**Excerpt:**
□ □ □ □ □ □ □
Wall Street Set To Rebound As China ADRs, Growth Stocks Rally
Wall Street was set to open higher on Monday after a drop last week, with U.S.-listed shares of Chinese technology companies rallying on optimism around easing regulatory crackdowns and relaxing COVID-19 curbs in the world's second-largest economy.
Shares of Didi Global Inc surged 64.3% in premarket trading after a report that regulators were preparing as early as this week to allow the ride-hailing firm's mobile app back on domestic app stores.
Didi - which was hit by a cybersecurity investigation days after its initial public offering in June 2021 - won shareholder approval for a U.S. stock delisting last month.
Full Truck Alliance and Kanzhun Ltd, whose apps will also be restored, climbed 26.8% and 20.6%, respectively. Shares of JD.com Inc, Baidu and Alibaba Group, all targets of China's crackdown on its internet sector, advanced between 4% and 6.3%.
The upbeat mood was also underpinned by signs of Beijing and Shanghai returning to normal life after China's biggest COVID-19 outbreak in two years.
"China is huge and it makes a big difference what happens there, but it is a pretty preliminary period right now when they are just starting to open things back up. If that continues on its current pace, that will help everything," said Randy Frederick, managing director of trading and derivatives for Charles Schwab.
□ □ □ □ □ □ □
**Records supplied:**

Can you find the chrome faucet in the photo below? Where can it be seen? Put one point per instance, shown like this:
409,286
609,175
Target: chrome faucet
□ □ □ □ □ □ □
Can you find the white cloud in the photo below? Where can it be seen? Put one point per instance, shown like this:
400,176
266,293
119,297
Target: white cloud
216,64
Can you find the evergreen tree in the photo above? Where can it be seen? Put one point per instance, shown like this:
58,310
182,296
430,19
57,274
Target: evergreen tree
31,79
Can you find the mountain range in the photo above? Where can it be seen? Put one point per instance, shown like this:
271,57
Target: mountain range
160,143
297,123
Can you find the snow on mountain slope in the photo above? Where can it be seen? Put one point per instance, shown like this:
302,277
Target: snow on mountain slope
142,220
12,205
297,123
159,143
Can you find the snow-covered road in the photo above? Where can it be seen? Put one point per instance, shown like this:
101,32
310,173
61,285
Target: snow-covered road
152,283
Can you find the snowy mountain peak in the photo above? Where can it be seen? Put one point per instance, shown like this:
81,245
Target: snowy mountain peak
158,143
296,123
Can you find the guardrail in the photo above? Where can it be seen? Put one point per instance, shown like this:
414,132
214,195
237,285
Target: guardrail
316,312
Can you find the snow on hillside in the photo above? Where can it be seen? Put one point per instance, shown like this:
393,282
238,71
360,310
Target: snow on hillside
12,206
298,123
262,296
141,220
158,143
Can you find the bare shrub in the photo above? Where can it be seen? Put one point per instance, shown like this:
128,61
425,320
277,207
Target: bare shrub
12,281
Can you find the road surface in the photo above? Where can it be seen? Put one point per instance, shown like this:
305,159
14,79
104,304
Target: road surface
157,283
□ □ □ □ □ □ □
**Tasks:**
1. In the market report, what percentage did Didi Global Inc shares gain in premarket trading?
2. Repeat the part of the market report that opens with the words containing "Shares of Didi" and closes with "domestic app stores.".
3. Decide whether each statement agrees with the market report, answering yes or no and quoting the words that settle it: (a) Didi's initial public offering took place in June 2021. (b) Kanzhun Ltd shares climbed 26.8%. (c) Randy Frederick is managing director of trading and derivatives for Charles Schwab.
You can ignore the records for this work.

**List of answers:**
1. 64.3%

2.
Shares of Didi Global Inc surged 64.3% in premarket trading after a report that regulators were preparing as early as this week to allow the ride-hailing firm's mobile app back on domestic app stores.

3.
(a) Yes: "days after its initial public offering in June 2021"
(b) No: "Full Truck Alliance and Kanzhun Ltd, whose apps will also be restored, climbed 26.8% and 20.6%, respectively."
(c) Yes: "said Randy Frederick, managing director of trading and derivatives for Charles Schwab"